## About this task
Please return the lines, both ends included, that run from the one containing "of the house" to the last line of the data below, exactly and alone.

## Region pointing data

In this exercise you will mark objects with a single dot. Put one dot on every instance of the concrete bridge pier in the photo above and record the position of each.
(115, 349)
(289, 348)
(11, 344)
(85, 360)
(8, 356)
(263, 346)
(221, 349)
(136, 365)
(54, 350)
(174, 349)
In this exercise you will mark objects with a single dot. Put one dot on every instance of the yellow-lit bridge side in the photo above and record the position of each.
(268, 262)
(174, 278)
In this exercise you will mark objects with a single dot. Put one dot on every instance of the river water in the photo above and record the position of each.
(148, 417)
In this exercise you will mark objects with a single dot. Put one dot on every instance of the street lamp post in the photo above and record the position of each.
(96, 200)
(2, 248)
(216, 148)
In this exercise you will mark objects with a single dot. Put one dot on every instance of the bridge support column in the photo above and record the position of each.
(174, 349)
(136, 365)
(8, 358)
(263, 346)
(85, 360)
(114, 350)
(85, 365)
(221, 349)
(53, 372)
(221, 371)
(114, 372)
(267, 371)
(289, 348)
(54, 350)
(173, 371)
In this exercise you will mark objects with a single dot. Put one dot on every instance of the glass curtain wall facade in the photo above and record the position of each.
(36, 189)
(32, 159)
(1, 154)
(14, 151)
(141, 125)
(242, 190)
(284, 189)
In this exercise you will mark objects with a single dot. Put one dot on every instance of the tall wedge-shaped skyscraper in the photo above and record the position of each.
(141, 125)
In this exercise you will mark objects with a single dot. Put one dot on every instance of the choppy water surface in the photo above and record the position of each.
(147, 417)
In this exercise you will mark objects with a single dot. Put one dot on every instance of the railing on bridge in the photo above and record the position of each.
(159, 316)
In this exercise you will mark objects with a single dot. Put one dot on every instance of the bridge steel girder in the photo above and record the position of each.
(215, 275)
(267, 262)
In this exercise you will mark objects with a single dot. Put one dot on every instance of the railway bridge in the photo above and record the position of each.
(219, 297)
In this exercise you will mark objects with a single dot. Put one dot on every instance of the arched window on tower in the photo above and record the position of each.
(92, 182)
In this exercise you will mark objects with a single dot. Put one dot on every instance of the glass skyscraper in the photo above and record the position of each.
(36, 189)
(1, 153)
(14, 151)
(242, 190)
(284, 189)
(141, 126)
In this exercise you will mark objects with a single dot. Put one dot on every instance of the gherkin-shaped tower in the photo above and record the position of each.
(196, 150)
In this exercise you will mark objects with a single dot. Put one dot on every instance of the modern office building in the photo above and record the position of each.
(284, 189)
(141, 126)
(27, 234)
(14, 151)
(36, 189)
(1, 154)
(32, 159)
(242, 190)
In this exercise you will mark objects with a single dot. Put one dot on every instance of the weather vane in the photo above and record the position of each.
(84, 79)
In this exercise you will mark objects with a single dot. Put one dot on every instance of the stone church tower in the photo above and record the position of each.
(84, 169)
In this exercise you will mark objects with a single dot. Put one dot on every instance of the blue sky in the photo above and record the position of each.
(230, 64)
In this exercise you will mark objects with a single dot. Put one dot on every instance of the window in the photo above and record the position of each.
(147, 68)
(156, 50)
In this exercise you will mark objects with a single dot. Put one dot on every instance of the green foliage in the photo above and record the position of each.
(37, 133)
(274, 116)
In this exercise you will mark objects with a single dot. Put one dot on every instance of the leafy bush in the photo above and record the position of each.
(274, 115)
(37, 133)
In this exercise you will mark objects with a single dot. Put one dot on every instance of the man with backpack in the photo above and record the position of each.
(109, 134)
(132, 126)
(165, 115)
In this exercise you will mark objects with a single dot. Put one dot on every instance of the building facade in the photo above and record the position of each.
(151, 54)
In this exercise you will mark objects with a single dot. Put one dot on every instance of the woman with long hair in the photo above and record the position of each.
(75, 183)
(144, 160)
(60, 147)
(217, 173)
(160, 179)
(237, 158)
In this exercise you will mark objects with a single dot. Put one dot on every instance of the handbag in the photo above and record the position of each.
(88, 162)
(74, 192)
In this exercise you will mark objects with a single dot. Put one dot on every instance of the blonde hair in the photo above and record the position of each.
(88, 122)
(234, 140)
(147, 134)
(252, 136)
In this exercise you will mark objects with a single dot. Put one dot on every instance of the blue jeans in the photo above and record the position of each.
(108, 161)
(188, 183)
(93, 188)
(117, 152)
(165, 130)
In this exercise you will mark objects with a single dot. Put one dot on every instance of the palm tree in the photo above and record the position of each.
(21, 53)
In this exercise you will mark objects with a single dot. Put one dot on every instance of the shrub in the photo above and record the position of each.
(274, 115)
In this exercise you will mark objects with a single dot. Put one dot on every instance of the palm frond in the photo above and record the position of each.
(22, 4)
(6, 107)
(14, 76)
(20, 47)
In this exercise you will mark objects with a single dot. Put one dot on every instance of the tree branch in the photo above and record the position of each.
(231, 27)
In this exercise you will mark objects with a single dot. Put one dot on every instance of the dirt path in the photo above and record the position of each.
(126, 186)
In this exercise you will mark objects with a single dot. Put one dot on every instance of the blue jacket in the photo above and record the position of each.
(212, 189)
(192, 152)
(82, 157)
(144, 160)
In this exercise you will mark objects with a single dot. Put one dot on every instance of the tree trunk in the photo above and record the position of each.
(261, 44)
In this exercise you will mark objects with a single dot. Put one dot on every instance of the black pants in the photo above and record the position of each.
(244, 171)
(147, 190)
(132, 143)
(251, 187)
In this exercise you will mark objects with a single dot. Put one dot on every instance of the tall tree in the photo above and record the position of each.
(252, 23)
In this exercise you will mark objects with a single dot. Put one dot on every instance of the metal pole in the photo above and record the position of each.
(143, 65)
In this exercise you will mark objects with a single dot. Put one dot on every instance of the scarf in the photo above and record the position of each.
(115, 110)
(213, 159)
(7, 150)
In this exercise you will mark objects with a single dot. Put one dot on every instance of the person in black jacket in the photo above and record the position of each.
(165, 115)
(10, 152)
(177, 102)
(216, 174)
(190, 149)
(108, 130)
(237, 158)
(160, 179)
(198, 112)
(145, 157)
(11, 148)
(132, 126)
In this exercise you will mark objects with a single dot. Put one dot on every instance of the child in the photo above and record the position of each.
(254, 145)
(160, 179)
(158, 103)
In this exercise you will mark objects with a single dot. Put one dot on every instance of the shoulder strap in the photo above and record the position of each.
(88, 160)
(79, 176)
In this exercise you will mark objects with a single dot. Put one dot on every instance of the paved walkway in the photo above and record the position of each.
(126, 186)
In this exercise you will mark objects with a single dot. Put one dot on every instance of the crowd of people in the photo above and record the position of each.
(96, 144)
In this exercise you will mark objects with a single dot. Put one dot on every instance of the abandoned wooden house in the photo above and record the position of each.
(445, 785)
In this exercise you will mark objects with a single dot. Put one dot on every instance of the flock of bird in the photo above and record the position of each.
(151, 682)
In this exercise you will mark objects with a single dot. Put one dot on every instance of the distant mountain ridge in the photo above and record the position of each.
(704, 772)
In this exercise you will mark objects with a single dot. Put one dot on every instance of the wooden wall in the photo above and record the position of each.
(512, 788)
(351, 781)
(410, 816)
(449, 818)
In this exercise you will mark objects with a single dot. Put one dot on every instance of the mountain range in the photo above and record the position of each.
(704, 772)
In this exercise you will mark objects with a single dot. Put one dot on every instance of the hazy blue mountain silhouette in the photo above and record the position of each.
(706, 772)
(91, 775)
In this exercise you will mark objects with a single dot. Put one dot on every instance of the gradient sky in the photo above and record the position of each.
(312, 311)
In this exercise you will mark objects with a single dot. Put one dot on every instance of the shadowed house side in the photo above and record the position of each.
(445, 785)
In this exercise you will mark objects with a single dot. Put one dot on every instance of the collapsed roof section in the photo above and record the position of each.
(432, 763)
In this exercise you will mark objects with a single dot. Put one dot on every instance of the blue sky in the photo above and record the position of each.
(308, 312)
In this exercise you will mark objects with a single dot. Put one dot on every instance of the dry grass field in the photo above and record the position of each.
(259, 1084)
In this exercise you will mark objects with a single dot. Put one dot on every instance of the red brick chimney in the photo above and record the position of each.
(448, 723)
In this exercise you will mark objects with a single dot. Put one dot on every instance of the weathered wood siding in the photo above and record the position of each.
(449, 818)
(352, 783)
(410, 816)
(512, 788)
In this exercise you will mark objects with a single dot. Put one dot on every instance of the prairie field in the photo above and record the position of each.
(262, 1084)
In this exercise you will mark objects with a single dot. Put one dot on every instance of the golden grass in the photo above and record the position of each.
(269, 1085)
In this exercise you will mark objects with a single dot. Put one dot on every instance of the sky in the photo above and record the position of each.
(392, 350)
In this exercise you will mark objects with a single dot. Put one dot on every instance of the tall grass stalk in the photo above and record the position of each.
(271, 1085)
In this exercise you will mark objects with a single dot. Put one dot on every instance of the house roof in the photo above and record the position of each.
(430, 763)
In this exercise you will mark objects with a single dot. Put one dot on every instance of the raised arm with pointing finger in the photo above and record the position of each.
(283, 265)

## Solution to the problem
In this exercise you will mark objects with a single dot. Put one dot on every instance of the house roof in the photo above and record the position of each.
(430, 763)
In this exercise you will mark objects with a single dot. Put one dot on every instance of the raised arm with pointing finger in the photo above and record the position of each.
(283, 265)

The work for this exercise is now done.